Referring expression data
■ ■ ■

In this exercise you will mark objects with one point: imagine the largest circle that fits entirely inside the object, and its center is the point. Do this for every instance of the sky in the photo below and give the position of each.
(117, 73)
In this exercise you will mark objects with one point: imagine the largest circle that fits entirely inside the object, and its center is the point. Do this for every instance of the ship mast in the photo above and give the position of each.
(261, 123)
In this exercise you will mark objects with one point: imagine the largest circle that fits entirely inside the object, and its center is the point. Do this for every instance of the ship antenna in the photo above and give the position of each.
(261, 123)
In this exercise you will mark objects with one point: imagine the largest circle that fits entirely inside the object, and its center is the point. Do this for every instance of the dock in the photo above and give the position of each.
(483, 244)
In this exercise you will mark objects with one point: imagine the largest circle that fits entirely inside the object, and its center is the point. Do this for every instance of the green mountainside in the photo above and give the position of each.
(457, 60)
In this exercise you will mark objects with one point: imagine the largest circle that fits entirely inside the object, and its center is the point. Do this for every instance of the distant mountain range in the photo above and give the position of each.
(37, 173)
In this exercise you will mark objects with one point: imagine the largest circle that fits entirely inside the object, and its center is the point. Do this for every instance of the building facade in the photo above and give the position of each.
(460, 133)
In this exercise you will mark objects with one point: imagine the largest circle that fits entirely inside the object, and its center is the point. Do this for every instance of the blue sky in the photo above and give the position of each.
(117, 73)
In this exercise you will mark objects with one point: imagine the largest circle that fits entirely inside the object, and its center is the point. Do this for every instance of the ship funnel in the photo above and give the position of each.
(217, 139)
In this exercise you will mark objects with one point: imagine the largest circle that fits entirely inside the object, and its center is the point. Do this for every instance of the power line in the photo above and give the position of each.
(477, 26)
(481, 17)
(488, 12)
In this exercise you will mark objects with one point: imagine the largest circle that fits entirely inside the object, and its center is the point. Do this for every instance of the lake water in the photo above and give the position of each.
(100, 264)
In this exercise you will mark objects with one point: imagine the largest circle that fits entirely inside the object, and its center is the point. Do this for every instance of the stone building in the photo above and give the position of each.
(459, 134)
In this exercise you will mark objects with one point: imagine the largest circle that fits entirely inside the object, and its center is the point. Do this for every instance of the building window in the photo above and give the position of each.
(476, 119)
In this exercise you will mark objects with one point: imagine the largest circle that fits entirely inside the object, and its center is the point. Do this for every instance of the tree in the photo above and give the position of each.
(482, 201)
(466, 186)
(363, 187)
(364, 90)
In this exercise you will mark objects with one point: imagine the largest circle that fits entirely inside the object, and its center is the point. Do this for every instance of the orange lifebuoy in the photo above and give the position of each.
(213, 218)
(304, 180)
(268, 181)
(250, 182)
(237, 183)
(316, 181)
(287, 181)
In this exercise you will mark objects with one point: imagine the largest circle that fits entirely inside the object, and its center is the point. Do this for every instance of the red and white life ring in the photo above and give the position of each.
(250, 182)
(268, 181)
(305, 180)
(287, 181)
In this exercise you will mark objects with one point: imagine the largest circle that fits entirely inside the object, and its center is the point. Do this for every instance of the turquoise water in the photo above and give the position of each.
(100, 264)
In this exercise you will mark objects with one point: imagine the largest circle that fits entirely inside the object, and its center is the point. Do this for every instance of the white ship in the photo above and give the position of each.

■ ■ ■

## Work request
Output every record in full, exactly as it was given.

## Response for this exercise
In this exercise you will mark objects with one point: imagine the largest circle that fits entirely inside the object, and its center is the point. Do this for every instance of the sky in the photo below and give the position of each.
(117, 73)
In this exercise you will mark objects with one point: imagine the largest circle that fits entirely inside the object, and its center is the point. Do this for every instance of the ship mast in the photo above and give the position of each.
(261, 123)
In this exercise you will mark objects with one point: imagine the largest circle that fits entirely inside the object, and its center is the point. Do this for every instance of the ship antenna in the photo above and give the position of each.
(261, 123)
In this exercise you will mark objects with one point: imagine the largest circle that fits entirely inside the object, and its center is the point. Do this for every instance of the dock in the photo above and give the position of each.
(483, 244)
In this exercise you will mark objects with one point: imagine the largest circle that fits entirely inside the object, and its center is the point. Do this for every instance of the green mountainside in the photo above and give the position of each.
(457, 60)
In this exercise you will mark objects with one point: imagine the largest circle that fits entirely inside the object, and its center is the point. Do this for every instance of the distant mountain range in the photo above and give the position of each.
(37, 173)
In this exercise you will mark objects with one point: imagine the largest circle that fits entirely inside the object, and its center is the point. Do this for every instance of the building facade in the photo above and give the position of each.
(460, 133)
In this exercise you will mark objects with one point: imagine the largest circle that fits entirely inside the object, and its center is the point. Do this for every instance of the blue sky in the photo above and give the position of each.
(117, 73)
In this exercise you will mark objects with one point: imagine the largest circle that fits entirely inside the object, and its center is the point. Do this for every instance of the ship funnel in the photo above and give the position of each.
(217, 139)
In this exercise you will mark objects with one point: imagine the largest circle that fits entirely inside the object, and its center is the point. Do this for every instance of the power line in the photo above and give the position of each.
(477, 26)
(481, 17)
(488, 12)
In this exercise you will mark objects with one point: imagine the largest circle that fits entirely inside the object, and its center is the point. Do this for every instance of the lake water in the photo above and give the position of each.
(100, 264)
In this exercise you will mark objects with one point: imagine the largest circle that fits entirely inside the object, and its center is the point. Do this for every instance of the stone building in the photo above and give the position of each.
(459, 134)
In this exercise you will mark objects with one point: imagine the largest circle that fits entirely inside the object, and its center is the point. Do this for every instance of the building window in the photo above and give the position of each.
(476, 119)
In this exercise you will mark objects with one point: imagine the largest circle that fits entirely inside the object, and its center is the point. Do this for every instance of the tree in the photo above and give the position of each.
(482, 201)
(466, 186)
(363, 187)
(364, 90)
In this exercise you will mark objects with one point: imagine the largest circle that fits entirely inside the object, and its center is the point. Do this for every instance of the orange lifebuoy in the photo above and give the position of each.
(213, 218)
(304, 180)
(268, 181)
(250, 182)
(237, 183)
(316, 181)
(287, 181)
In this exercise you will mark objects with one point: imagine the largest circle that fits entirely inside the object, and its center is the point. Do this for every instance of the red and white life ring in the photo above and give the position of each.
(250, 182)
(268, 181)
(305, 180)
(287, 181)
In this exercise you will mark objects with one point: imagine the largest circle that fits entirely inside the object, and its center is the point. Do this for every instance of the turquoise water in the photo above and give the position of each.
(100, 264)
In this exercise you will mark objects with one point: imagine the largest circle that fits entirely inside the object, and its center is the point. Do this for every instance of the white ship in the photo above and give the position of each.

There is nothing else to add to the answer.